# WHAT TO DO
Can you turn the listing below into a Markdown table with the columns "Row" and "Listing line", one numbered row per line and blank lines skipped, covering only the lines from the one containing "Where can the white horizontal" through the end of the listing?

[start MATERIALS PROVIDED]

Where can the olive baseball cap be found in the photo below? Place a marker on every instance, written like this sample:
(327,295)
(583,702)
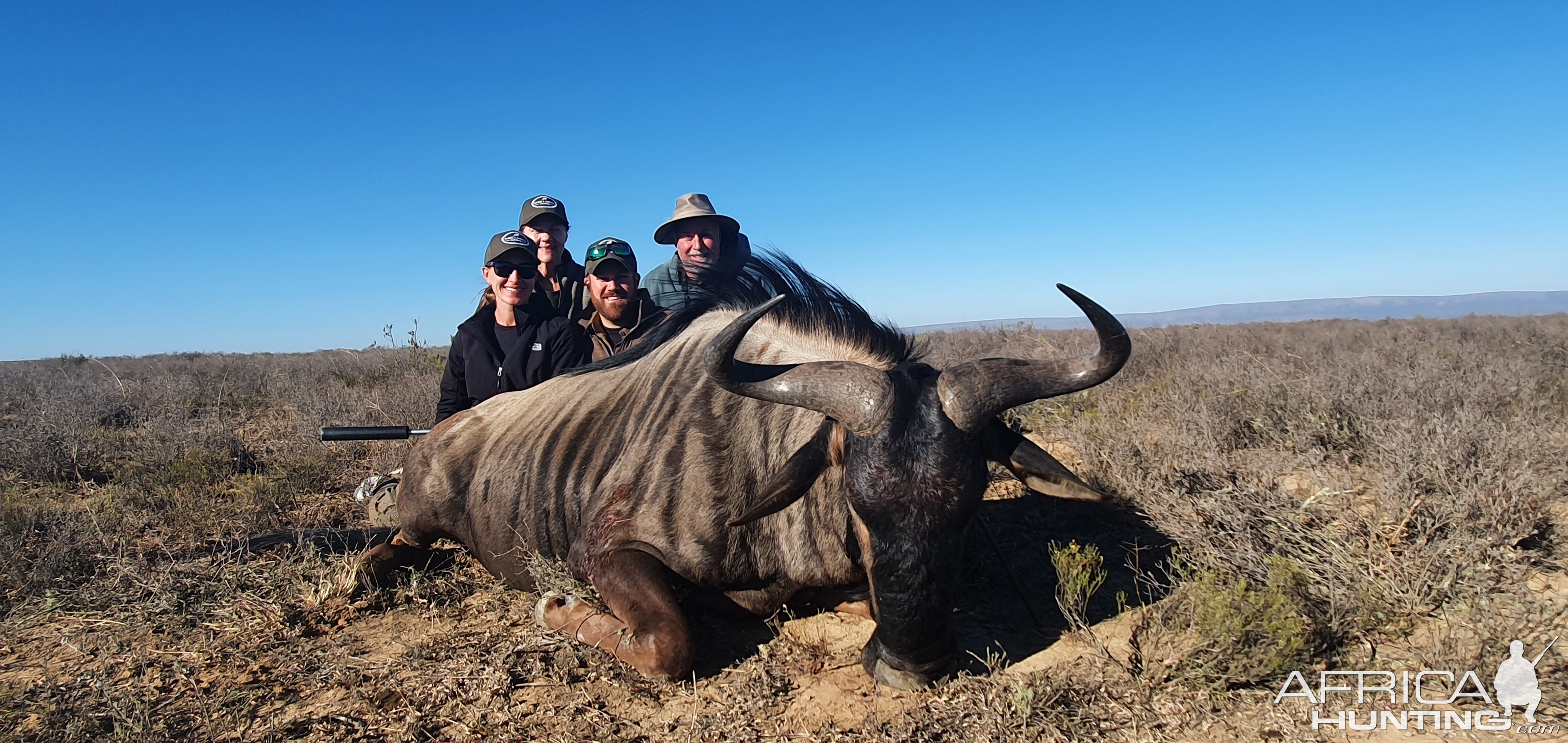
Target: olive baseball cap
(510,241)
(542,204)
(610,250)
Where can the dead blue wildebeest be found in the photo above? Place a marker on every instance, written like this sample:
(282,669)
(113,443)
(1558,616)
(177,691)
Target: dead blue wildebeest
(760,446)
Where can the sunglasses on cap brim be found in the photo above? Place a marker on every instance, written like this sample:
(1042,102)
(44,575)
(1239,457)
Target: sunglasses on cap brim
(601,250)
(504,269)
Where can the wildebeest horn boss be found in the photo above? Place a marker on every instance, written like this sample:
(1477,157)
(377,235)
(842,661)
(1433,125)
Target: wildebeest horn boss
(772,443)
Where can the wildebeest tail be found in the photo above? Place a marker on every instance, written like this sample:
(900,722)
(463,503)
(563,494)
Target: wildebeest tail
(322,540)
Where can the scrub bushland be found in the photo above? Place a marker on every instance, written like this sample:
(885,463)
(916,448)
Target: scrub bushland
(1338,494)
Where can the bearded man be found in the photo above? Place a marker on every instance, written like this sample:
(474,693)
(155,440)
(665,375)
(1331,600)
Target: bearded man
(622,313)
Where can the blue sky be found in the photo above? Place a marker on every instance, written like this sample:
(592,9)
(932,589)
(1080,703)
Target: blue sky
(278,176)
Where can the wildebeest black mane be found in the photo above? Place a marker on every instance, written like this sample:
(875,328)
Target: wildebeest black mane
(813,306)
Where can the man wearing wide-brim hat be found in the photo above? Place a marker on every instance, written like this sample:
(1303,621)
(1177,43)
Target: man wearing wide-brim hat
(705,241)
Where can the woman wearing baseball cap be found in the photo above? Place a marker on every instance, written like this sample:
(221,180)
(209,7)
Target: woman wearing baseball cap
(515,341)
(560,281)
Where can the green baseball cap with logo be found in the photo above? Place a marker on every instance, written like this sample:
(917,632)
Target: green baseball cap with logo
(512,241)
(610,250)
(542,204)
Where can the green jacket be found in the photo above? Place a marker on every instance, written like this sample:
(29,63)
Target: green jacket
(672,289)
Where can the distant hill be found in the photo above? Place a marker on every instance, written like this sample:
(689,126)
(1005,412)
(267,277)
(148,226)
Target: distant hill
(1358,308)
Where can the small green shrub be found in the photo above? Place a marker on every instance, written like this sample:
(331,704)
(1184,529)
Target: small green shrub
(1241,632)
(1079,574)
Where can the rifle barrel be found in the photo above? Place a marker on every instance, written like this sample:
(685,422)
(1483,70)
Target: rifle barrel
(371,433)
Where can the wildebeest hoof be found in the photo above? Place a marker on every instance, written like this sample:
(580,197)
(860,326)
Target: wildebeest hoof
(899,679)
(550,604)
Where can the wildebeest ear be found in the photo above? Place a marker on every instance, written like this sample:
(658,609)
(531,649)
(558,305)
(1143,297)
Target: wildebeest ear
(1032,465)
(793,482)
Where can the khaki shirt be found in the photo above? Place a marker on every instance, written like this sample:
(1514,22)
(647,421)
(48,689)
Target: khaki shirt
(610,341)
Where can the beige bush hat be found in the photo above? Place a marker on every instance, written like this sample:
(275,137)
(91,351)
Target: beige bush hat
(687,208)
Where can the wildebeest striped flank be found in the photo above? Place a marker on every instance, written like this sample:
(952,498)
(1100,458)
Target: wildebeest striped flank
(769,441)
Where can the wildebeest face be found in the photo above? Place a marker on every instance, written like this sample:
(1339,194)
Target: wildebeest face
(915,466)
(913,488)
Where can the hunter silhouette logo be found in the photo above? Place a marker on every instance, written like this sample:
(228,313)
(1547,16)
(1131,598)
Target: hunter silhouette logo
(1515,681)
(1344,692)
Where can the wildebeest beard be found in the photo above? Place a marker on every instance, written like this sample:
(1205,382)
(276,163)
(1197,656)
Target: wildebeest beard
(766,441)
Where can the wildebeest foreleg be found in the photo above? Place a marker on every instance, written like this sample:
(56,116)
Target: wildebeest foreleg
(647,628)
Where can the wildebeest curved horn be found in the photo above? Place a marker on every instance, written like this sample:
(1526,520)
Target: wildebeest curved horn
(854,394)
(974,393)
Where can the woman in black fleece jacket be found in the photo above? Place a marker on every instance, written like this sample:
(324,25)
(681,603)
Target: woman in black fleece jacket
(515,339)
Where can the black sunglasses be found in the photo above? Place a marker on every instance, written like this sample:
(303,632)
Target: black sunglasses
(504,270)
(601,250)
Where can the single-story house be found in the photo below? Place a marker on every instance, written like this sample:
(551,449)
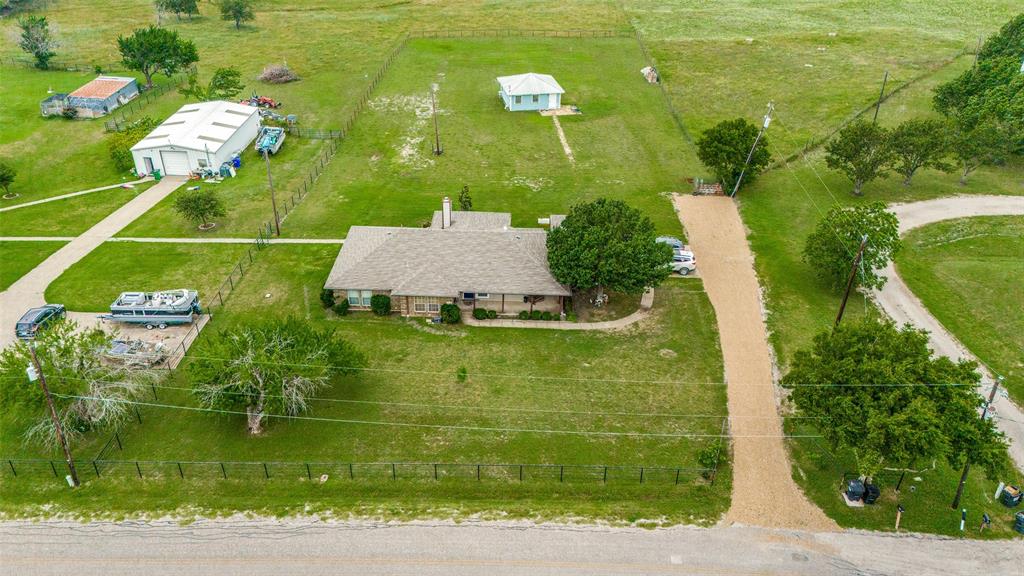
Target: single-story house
(198,135)
(474,259)
(529,91)
(97,97)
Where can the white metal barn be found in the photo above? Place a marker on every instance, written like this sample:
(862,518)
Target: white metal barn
(198,135)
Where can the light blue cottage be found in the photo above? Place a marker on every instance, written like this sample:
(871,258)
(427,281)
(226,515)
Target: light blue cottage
(529,91)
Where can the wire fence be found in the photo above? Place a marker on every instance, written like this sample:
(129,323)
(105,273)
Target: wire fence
(514,33)
(38,468)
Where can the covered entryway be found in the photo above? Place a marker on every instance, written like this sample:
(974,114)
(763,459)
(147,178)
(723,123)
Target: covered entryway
(175,163)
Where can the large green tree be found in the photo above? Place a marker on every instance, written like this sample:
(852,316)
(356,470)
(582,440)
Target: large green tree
(607,244)
(200,206)
(87,392)
(878,391)
(271,368)
(920,142)
(224,85)
(861,152)
(238,10)
(724,148)
(37,40)
(830,248)
(152,50)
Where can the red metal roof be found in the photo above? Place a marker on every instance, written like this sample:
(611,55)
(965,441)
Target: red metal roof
(101,87)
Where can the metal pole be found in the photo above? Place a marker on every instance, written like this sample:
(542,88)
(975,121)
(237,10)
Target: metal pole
(750,156)
(849,281)
(967,465)
(273,200)
(881,94)
(433,108)
(53,416)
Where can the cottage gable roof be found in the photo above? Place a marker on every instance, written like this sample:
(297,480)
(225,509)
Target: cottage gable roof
(444,262)
(529,83)
(202,126)
(101,87)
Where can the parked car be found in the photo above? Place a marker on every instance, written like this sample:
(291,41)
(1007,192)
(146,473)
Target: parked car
(37,319)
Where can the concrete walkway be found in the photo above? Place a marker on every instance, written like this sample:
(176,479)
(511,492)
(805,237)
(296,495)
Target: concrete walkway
(29,290)
(179,240)
(899,302)
(646,301)
(763,490)
(71,195)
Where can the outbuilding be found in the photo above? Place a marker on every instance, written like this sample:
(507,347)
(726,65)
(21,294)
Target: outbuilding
(197,136)
(529,91)
(97,97)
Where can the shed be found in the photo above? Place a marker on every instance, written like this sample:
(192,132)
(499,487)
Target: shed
(197,136)
(529,91)
(101,95)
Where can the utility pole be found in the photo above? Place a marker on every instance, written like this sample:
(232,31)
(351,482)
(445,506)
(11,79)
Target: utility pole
(273,201)
(967,465)
(433,108)
(849,281)
(881,95)
(37,372)
(750,156)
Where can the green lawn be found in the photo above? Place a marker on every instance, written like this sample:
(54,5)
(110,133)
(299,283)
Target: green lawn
(246,198)
(71,216)
(19,257)
(970,275)
(928,502)
(96,280)
(385,172)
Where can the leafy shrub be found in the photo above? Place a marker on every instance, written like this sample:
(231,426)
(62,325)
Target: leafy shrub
(278,74)
(327,298)
(341,309)
(451,314)
(380,304)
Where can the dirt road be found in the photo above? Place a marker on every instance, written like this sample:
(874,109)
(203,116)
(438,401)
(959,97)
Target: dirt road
(764,493)
(899,302)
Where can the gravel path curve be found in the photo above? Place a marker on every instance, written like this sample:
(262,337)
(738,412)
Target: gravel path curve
(763,493)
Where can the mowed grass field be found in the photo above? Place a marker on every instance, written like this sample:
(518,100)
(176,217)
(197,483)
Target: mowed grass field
(970,274)
(540,393)
(625,145)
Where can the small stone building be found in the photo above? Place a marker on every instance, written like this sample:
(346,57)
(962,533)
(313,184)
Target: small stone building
(474,259)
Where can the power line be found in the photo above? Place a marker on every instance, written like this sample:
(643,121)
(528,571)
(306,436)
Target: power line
(434,426)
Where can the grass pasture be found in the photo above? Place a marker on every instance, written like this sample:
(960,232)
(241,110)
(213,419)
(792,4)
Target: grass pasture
(625,145)
(970,274)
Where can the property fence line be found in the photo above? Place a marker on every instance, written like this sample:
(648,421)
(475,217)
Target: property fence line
(676,117)
(393,470)
(515,33)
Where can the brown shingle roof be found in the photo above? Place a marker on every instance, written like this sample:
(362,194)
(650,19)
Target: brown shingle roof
(101,87)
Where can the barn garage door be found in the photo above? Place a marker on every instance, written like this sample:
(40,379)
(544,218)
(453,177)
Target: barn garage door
(175,163)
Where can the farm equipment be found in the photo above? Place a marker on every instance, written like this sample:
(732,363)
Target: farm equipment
(260,101)
(269,139)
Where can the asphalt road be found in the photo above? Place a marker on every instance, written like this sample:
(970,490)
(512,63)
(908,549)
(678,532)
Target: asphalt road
(256,547)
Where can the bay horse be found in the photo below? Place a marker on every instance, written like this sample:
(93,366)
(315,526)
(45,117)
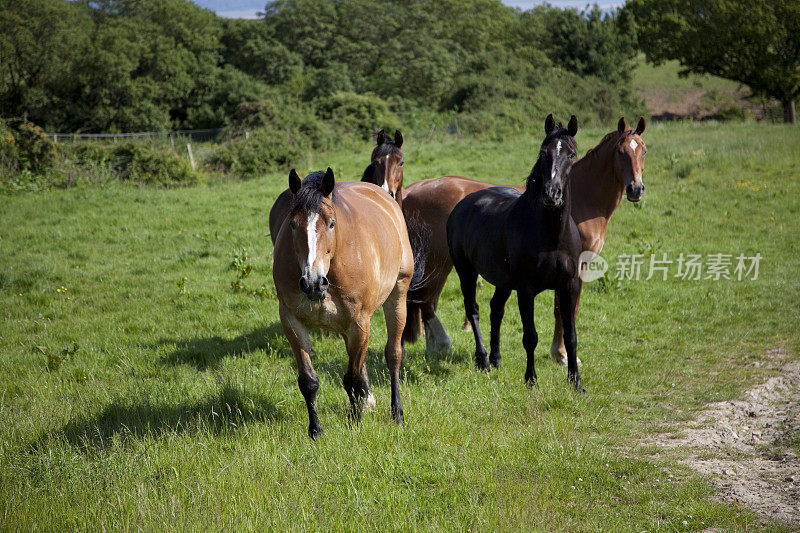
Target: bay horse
(341,252)
(525,242)
(598,182)
(385,170)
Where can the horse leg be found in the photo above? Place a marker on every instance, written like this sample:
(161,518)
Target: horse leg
(557,350)
(307,379)
(498,306)
(436,338)
(469,283)
(394,310)
(356,380)
(529,336)
(569,302)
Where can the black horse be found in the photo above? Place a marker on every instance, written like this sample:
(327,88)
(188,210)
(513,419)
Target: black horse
(525,242)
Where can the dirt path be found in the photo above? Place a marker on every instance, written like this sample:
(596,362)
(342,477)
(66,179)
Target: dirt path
(745,445)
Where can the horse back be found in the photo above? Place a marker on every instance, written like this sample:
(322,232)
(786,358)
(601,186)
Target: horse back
(477,231)
(373,249)
(277,215)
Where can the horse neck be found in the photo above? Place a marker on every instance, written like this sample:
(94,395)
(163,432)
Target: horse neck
(597,190)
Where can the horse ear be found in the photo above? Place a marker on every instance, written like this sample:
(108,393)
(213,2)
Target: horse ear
(640,127)
(328,182)
(369,173)
(294,181)
(549,124)
(572,127)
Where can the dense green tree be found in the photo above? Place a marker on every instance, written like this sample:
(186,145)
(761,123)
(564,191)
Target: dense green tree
(589,42)
(755,42)
(39,43)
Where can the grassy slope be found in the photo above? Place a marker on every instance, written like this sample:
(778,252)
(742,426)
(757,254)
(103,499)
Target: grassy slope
(182,410)
(665,76)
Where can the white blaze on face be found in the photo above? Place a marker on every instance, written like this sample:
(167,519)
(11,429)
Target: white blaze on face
(311,233)
(385,185)
(558,152)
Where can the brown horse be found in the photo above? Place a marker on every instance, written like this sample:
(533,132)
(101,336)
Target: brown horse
(597,182)
(342,252)
(385,171)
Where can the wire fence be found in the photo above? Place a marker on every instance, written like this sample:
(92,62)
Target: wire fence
(195,135)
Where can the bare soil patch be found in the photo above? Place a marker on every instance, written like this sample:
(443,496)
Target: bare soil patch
(697,104)
(744,445)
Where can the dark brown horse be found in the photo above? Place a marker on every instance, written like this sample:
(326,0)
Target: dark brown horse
(385,171)
(525,242)
(598,182)
(341,252)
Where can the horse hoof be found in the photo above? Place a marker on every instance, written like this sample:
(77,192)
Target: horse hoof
(561,358)
(369,403)
(314,432)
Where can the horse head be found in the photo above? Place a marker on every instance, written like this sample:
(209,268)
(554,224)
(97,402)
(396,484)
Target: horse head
(555,161)
(312,220)
(386,168)
(629,158)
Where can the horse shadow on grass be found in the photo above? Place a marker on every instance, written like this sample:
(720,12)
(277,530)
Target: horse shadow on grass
(207,352)
(127,419)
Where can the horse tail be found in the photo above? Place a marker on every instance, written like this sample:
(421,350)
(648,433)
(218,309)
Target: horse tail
(419,235)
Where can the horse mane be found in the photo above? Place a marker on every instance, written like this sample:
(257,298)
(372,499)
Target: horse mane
(594,151)
(386,148)
(369,173)
(536,171)
(309,198)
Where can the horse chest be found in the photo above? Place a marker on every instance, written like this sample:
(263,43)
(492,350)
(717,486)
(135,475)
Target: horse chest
(546,270)
(326,314)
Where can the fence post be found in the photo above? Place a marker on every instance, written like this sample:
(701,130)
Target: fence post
(191,157)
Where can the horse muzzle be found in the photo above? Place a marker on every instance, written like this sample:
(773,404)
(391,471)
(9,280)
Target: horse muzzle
(315,289)
(553,197)
(634,192)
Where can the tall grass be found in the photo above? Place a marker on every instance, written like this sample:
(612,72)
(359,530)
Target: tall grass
(138,390)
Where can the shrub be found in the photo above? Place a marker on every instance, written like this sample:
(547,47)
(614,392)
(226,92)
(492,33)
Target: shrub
(134,163)
(357,114)
(264,150)
(25,146)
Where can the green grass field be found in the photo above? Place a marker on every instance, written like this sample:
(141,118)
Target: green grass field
(665,76)
(139,391)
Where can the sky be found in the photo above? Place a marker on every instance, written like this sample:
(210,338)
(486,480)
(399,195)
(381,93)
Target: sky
(249,8)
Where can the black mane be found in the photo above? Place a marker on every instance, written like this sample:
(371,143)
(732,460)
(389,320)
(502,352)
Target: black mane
(309,198)
(559,132)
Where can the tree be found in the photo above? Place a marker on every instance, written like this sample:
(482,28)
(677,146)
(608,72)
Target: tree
(755,42)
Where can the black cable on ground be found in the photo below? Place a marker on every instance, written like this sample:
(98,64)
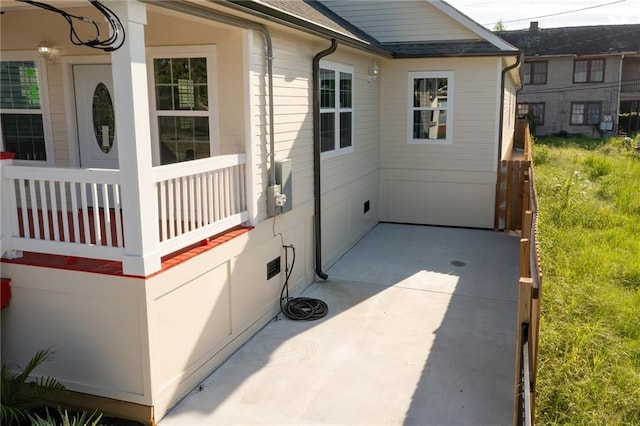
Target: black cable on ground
(299,308)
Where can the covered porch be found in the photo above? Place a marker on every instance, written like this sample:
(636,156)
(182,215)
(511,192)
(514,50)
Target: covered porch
(131,158)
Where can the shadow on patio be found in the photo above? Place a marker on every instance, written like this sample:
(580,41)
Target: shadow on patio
(421,330)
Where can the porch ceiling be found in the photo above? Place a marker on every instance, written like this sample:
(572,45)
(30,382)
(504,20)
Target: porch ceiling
(421,330)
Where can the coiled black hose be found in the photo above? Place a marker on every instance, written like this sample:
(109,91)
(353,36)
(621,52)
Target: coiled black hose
(299,308)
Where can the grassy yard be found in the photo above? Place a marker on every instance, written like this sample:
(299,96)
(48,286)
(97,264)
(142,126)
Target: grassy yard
(589,235)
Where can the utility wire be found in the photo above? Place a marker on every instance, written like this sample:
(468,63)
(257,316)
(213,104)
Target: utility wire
(582,87)
(113,42)
(561,13)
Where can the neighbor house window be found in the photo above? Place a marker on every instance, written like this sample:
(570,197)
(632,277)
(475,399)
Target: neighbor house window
(430,107)
(588,71)
(336,108)
(184,107)
(536,109)
(585,112)
(22,117)
(535,72)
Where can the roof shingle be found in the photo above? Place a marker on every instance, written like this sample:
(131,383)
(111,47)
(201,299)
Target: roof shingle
(588,40)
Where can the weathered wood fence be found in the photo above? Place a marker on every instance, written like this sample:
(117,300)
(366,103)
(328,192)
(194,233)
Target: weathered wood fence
(521,213)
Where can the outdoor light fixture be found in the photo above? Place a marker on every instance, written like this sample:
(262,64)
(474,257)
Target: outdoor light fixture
(373,72)
(47,52)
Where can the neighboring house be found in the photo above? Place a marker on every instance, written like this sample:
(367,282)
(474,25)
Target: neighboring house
(145,269)
(580,79)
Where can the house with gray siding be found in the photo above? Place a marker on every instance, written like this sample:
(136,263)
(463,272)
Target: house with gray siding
(582,80)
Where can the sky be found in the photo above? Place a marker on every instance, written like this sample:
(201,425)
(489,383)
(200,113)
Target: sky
(581,12)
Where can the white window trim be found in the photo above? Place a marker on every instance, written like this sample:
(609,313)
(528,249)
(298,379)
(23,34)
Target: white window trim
(338,68)
(410,108)
(27,55)
(207,51)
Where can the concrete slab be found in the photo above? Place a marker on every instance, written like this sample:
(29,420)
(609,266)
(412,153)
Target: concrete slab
(420,331)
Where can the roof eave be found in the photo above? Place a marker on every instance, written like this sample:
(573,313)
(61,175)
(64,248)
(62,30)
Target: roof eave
(273,15)
(455,55)
(478,29)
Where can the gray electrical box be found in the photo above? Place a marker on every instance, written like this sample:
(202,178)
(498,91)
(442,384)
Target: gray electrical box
(283,177)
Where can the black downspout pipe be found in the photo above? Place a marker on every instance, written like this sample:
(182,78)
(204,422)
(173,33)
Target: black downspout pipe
(505,70)
(316,155)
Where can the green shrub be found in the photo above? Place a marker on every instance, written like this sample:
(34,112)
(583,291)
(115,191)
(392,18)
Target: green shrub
(18,396)
(81,418)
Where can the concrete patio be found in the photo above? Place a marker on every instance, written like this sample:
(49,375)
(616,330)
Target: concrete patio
(420,331)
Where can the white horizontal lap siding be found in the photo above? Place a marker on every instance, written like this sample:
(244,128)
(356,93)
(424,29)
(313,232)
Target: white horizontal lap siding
(348,167)
(441,184)
(397,21)
(57,114)
(293,121)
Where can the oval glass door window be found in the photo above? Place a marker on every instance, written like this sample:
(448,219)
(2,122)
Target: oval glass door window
(103,118)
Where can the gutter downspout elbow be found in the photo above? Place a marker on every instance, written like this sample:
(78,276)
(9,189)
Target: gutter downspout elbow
(316,156)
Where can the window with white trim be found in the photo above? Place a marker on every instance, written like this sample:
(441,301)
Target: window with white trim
(22,113)
(430,107)
(336,108)
(184,109)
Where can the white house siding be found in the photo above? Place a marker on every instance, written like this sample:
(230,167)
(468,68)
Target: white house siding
(95,323)
(508,114)
(223,295)
(45,26)
(348,180)
(441,184)
(177,326)
(560,92)
(398,21)
(229,72)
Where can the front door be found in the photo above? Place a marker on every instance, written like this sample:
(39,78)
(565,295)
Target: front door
(95,116)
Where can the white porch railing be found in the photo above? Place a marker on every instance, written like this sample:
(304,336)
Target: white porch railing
(208,200)
(72,212)
(78,212)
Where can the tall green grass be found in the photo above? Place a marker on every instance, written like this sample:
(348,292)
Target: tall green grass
(589,235)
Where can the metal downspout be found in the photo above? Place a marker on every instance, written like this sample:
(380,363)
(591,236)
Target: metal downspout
(502,84)
(316,155)
(213,15)
(505,70)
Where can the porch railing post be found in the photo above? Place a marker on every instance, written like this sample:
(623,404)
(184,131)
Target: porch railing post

[end MATERIALS PROVIDED]

# FINAL RESULT
| Row | Listing line |
|---|---|
| 1 | Where can the white horizontal lap siding be found in the photo above? Place a marker on every instance, written like this sample: |
| 2 | (244,128) |
| 3 | (356,93) |
| 4 | (424,29) |
| 5 | (313,232) |
| 6 | Target: white horizontal lap siding |
| 7 | (348,167) |
| 8 | (441,184) |
| 9 | (397,21) |
| 10 | (57,114) |
| 11 | (293,121) |
| 12 | Where can the oval glass door window be found in the photo above? Place a marker on every instance, written like this sample: |
| 13 | (448,219) |
| 14 | (2,122) |
| 15 | Target: oval glass door window |
| 16 | (103,118) |
| 17 | Where can the gutter downspout elbow be found in the photo above? Place a marker on every instance, written like this sample: |
| 18 | (78,276) |
| 19 | (9,189) |
| 20 | Target: gutter downspout elbow |
| 21 | (316,156) |
| 22 | Where can the window with white trim be found in the photo above? Place a marker on every instance, written like this sample: |
| 23 | (441,301) |
| 24 | Target: window with white trim |
| 25 | (22,113) |
| 26 | (430,107) |
| 27 | (336,108) |
| 28 | (184,109) |
| 29 | Where can the white house siding be found in the photo above? Place a marker on every instance, written like this sample: |
| 30 | (230,167) |
| 31 | (468,68) |
| 32 | Target: white house siding |
| 33 | (95,323) |
| 34 | (508,114) |
| 35 | (223,295) |
| 36 | (45,26) |
| 37 | (348,180) |
| 38 | (441,184) |
| 39 | (177,326) |
| 40 | (560,92) |
| 41 | (398,21) |
| 42 | (229,72) |
| 43 | Where can the front door be found in the photo above? Place a marker on every instance, written like this sample: |
| 44 | (39,78) |
| 45 | (565,295) |
| 46 | Target: front door |
| 47 | (95,116) |
| 48 | Where can the white porch railing be found in the photo above? Place a marker on every instance, written like this sample: |
| 49 | (304,336) |
| 50 | Target: white porch railing |
| 51 | (208,200) |
| 52 | (72,212) |
| 53 | (78,212) |
| 54 | Where can the tall green grass be found in the photo above? Place a marker on every instance, written like this sample: |
| 55 | (348,292) |
| 56 | Target: tall green grass |
| 57 | (589,235) |
| 58 | Where can the metal downspout be found in the photo above? Place a marker on every instance, written like this sample: |
| 59 | (380,363) |
| 60 | (591,236) |
| 61 | Target: metal downspout |
| 62 | (502,84) |
| 63 | (316,155) |
| 64 | (213,15) |
| 65 | (505,70) |
| 66 | Where can the porch railing post be found in the photo above? Place a marker on every instance, written like this sample: |
| 67 | (623,404) |
| 68 | (184,131) |
| 69 | Target: porch railing post |